Saved dataset items:
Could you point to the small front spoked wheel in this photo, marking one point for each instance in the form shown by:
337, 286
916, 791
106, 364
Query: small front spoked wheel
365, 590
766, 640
* * *
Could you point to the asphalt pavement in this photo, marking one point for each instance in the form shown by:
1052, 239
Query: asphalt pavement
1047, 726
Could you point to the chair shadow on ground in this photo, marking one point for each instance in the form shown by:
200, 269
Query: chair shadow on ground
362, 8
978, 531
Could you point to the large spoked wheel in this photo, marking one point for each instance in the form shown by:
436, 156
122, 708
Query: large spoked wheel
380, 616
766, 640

** TASK TO CARRY OUT **
Which of the lines above contain the word "pavement", with case counting? Gather every such line and copy it out in full.

** IN RESPONSE **
Could you point to the asphalt pavement in this photo, marking one point for each instance in the form shown by:
Query: asphalt pavement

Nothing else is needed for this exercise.